[Excerpts of location labeling data]

»»

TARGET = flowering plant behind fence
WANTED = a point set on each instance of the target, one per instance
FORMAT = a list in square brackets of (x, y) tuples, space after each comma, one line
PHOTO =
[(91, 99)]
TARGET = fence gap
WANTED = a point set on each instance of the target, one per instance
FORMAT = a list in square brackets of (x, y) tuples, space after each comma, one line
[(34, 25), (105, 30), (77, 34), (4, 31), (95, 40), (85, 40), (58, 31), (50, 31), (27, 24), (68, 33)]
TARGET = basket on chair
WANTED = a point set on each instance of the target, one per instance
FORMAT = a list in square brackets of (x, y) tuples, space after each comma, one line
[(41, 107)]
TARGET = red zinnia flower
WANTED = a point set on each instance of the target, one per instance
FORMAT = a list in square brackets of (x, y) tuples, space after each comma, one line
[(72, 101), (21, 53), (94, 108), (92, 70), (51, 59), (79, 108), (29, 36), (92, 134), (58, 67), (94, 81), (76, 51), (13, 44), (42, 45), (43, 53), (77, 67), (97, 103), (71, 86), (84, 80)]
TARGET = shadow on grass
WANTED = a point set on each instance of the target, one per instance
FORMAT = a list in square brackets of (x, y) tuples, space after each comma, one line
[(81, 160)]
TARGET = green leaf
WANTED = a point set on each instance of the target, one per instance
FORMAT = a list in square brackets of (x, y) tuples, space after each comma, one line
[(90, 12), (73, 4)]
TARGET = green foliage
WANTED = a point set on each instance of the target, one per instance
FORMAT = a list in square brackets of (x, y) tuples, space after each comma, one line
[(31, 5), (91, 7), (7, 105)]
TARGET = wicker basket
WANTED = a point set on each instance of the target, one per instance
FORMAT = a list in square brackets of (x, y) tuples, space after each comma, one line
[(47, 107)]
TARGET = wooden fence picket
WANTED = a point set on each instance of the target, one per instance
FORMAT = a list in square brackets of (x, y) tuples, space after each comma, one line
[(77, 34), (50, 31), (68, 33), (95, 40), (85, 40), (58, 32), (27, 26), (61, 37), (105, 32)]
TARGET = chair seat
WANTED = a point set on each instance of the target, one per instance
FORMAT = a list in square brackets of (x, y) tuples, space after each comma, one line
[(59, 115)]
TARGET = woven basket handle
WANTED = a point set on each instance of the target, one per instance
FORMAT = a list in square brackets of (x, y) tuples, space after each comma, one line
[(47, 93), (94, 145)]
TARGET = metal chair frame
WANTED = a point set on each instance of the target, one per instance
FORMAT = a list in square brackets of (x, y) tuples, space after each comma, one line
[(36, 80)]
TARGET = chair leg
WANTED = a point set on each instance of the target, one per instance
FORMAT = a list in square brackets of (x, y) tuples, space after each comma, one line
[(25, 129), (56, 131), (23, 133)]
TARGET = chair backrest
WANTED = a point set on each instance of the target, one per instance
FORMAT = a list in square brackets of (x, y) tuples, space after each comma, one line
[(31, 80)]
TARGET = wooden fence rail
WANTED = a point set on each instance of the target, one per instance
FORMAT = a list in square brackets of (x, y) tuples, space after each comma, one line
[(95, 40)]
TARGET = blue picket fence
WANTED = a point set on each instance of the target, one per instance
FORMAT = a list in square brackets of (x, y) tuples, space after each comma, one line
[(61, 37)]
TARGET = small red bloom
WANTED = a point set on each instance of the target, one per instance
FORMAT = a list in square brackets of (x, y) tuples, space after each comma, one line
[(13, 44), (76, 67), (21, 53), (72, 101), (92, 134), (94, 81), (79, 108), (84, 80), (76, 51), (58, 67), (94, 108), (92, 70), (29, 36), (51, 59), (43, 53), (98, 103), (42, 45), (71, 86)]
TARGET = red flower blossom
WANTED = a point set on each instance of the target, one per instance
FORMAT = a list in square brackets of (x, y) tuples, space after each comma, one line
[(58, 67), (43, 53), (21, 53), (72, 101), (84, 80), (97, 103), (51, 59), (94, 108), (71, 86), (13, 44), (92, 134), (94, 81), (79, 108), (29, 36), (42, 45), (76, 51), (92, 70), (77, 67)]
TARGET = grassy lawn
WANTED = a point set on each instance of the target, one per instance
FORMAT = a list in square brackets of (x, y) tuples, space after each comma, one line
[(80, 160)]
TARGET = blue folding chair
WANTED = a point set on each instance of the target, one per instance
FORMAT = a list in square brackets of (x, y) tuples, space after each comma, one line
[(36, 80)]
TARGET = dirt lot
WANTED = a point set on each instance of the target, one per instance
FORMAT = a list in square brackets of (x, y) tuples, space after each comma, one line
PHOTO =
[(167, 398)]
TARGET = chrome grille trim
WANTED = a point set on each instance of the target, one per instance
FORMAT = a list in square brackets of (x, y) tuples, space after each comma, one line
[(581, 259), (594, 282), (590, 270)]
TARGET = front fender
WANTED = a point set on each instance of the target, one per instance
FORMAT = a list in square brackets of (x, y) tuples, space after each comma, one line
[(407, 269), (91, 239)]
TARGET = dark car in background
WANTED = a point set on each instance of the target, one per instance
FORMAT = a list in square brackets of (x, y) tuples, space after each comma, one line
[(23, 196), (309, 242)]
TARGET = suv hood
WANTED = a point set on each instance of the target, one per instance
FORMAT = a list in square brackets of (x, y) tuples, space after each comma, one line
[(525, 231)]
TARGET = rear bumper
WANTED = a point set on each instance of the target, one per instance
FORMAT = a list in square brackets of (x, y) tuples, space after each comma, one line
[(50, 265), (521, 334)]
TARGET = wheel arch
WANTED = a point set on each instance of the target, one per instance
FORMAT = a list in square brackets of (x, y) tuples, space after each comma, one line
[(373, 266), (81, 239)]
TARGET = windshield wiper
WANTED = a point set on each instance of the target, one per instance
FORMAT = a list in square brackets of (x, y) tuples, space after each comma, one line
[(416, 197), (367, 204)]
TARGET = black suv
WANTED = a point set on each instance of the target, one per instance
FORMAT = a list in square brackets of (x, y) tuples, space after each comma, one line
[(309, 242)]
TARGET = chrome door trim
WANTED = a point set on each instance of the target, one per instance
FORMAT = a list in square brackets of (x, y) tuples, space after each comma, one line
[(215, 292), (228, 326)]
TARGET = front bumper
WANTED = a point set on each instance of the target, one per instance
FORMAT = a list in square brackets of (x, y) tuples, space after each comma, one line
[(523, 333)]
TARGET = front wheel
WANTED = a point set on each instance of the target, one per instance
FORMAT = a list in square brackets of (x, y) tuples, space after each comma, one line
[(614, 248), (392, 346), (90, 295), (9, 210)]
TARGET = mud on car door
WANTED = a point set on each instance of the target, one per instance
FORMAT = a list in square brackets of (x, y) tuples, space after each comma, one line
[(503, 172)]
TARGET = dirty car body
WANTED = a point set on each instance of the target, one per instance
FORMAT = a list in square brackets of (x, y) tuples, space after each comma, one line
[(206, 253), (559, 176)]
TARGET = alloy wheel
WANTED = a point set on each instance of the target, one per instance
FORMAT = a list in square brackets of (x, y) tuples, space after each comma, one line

««

= EXERCISE DETAILS =
Rewrite all of the lines above, substituting "one for each instance" for every occurrence of "one per instance" and leaving everything else unchanged.

= TASK SOLUTION =
TARGET = flowering plant behind fence
WANTED = a point set on each instance of the target, one for each instance
FORMAT = a list in square brackets of (x, y) tuples, space after each comma, one line
PHOTO =
[(91, 99)]
TARGET = fence gap
WANTED = a point set on each instance of the target, one for each instance
FORMAT = a list in square brackets of (x, y) tuples, space after each comma, one line
[(34, 25), (105, 30), (77, 34), (4, 31), (95, 40), (85, 40), (58, 31), (50, 31), (27, 24), (68, 33)]
TARGET = basket on chair
WANTED = a point set on each instance of the target, one for each instance
FORMAT = a list in square brackets of (x, y) tuples, space after each comma, one line
[(41, 107)]
TARGET = red zinnia flower
WANTED = a point set on each instance of the target, one for each instance
FORMAT = a list in square brackets of (x, y) tuples, space after each comma, one line
[(72, 101), (21, 53), (94, 108), (92, 70), (51, 59), (79, 108), (29, 36), (92, 134), (58, 67), (94, 81), (76, 51), (13, 44), (42, 45), (43, 53), (77, 67), (97, 103), (71, 86), (84, 80)]
TARGET = shadow on grass
WANTED = a point set on each instance of the target, one for each instance
FORMAT = a list in square brackets of (x, y) tuples, space after each comma, one line
[(81, 160)]
TARGET = green leaf
WANTED = a point set on each instance of the target, one for each instance
FORMAT = a list in square brackets of (x, y) tuples, space after each comma, one line
[(90, 12), (73, 4)]
TARGET = green foliage
WANTED = a point set on each instance of the target, one for each instance
FORMAT = a list in square brackets of (x, y) tuples, space after each comma, one line
[(31, 5), (91, 7), (7, 105)]
TARGET = wicker basket
WANTED = a point set on each instance of the target, one for each instance
FORMAT = a list in square brackets of (x, y) tuples, space after each comma, one line
[(47, 107)]
TARGET = wooden fence picket
WANTED = a point set on each instance of the target, one for each instance
FORMAT = a list in square brackets of (x, y) tuples, space after each comma, one line
[(77, 34), (50, 31), (68, 33), (95, 40), (85, 40), (58, 32), (27, 26), (61, 37), (105, 32)]
TARGET = chair seat
WANTED = a point set on each instance of the target, one for each instance
FORMAT = a list in square brackets of (x, y) tuples, space after each comma, one line
[(59, 115)]
TARGET = woven basket handle
WANTED = a point set on each instance of the target, one for each instance
FORMAT = a list in square brackets of (x, y) tuples, space after each comma, one line
[(47, 93), (94, 145)]
TARGET = metal chair frame
WANTED = a point set on each instance of the target, one for each instance
FORMAT = a list in square brackets of (x, y) tuples, space after each comma, one line
[(36, 80)]
TARGET = chair leg
WANTED = a point set on each instance of the target, one for each instance
FORMAT = a list in square brackets of (x, y) tuples, space after each comma, one line
[(25, 129), (56, 131), (23, 133)]
TARGET = chair backrest
WANTED = a point set on each instance of the target, one for each instance
FORMAT = a list in square brackets of (x, y) tuples, space after each comma, one line
[(31, 80)]
TARGET = wooden fence rail
WANTED = a point set on each instance of the target, one for each instance
FORMAT = a list in square brackets of (x, y) tuples, space after each comma, one line
[(95, 40)]
TARGET = blue picket fence
WANTED = a point set on each instance of the target, one for each instance
FORMAT = a list in square brackets of (x, y) tuples, space after each comma, one line
[(61, 37)]
TARGET = small red bloom
WANTED = a point set on each instance of the target, one for each instance
FORMAT = a list in square brackets of (x, y) tuples, space after each comma, one line
[(13, 44), (76, 67), (21, 53), (72, 101), (92, 134), (94, 81), (79, 108), (84, 80), (76, 51), (58, 67), (94, 108), (92, 70), (29, 36), (51, 59), (43, 53), (98, 103), (42, 45), (71, 86)]
TARGET = red flower blossom
WANTED = a point set on each instance of the target, one for each instance
FORMAT = a list in square brackets of (x, y) tuples, space after each comma, one line
[(58, 67), (43, 53), (21, 53), (72, 101), (84, 80), (97, 103), (51, 59), (94, 108), (71, 86), (13, 44), (92, 134), (94, 81), (79, 108), (29, 36), (42, 45), (76, 51), (92, 70), (77, 67)]
TARGET = grassy lawn
WANTED = a point set on each instance of the target, one for each instance
FORMAT = a list in square brackets of (x, y) tuples, space after each comma, one line
[(80, 160)]
TARGET = blue folding chair
WANTED = a point set on each instance of the target, one for each instance
FORMAT = a list in square brackets of (x, y) tuples, space after each comma, one line
[(36, 80)]
TARGET = dirt lot
WANTED = a point set on each instance of the target, one for each instance
FORMAT = a list in square brackets of (x, y) tuples, space after each comma, one line
PHOTO =
[(167, 398)]
TARGET = chrome grille trim
WANTED = a point set on each instance of the target, one for each instance
FORMAT = a list in square brackets of (x, y) tuples, space after each comma, one line
[(581, 259), (594, 282), (590, 270)]
TARGET = front fender
WANTED = a point set on each instance of the target, one for each instance
FORMAT = a list in square brackets of (x, y) tuples, space after each comma, one line
[(407, 269), (91, 239)]
TARGET = dark car in background
WANTED = a point set on each instance of the target, one for each instance
FORMAT = a list in square brackets of (x, y) tuples, space after each comma, one line
[(23, 196), (309, 242)]
TARGET = suv hood
WANTED = a point set on each instance of the target, one for each instance
FORMAT = a list in square brackets of (x, y) tuples, space after each comma, one line
[(525, 231)]
TARGET = rear bumper
WANTED = a point set on each instance of the target, one for each instance
FORMAT = a list in square brackets of (x, y) tuples, space after each comma, one line
[(50, 265), (521, 334)]
TARGET = wheel arch
WANTED = a point set on each instance of the target, one for each instance
FORMAT = a list in square brackets of (x, y) tuples, space after each comma, one line
[(373, 266), (81, 239)]
TARGET = windshield wiper
WANTED = a point set on each instance of the target, one for each instance
FORMAT = a list in square brackets of (x, y) tuples, space after each comma, one line
[(416, 197), (367, 204)]
TARGET = black suv
WANTED = a point set on each instance of the target, one for each instance
FORMAT = a list in square brackets of (x, y) tuples, space after each comma, one line
[(309, 242)]
TARGET = chrome door trim
WANTED = a point set on each instance of the target, one for each instance
FORMAT = a list in square brackets of (x, y) tuples, space after each comma, one line
[(215, 292), (228, 326)]
TARGET = front bumper
WANTED = a point set on each instance of the target, one for each instance
FORMAT = a list in square brackets of (x, y) tuples, space after each comma, one line
[(523, 333)]
TARGET = front wheel
WANTED = a point set on each instance of the target, one for each instance
FORMAT = a list in square brackets of (x, y) tuples, space after each comma, one line
[(614, 248), (392, 346), (90, 295), (9, 210)]
TARGET = mud on car door
WANTED = a point set on each instance of the target, one for each instance
FORMAT = a list in square brackets of (x, y) tuples, space after each comma, one line
[(503, 172)]
TARGET = dirty car body
WANTED = a point set on each instance of the target, one for each instance
FORMAT = a list in square brackets of (x, y) tuples, space after each comma, one line
[(206, 253), (559, 176)]
TARGET = alloy wheel
WANTED = a point set on each instance of the target, one for each instance
FORMAT = a list in square brackets of (x, y) tuples, space after each comma, one line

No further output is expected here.